▶ WHAT IS EXPECTED
Transcribe the records below exactly as they appear.

Items from a data source:

>>>

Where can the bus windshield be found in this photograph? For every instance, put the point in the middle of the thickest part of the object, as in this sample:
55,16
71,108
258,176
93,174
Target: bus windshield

<<<

▶ RESULT FOR THIS EXERCISE
Where can the bus windshield be found in this photograph? For every instance, put the point in the middle of the thickest part of the object, as in this sample:
55,16
71,108
258,176
93,174
Target: bus windshield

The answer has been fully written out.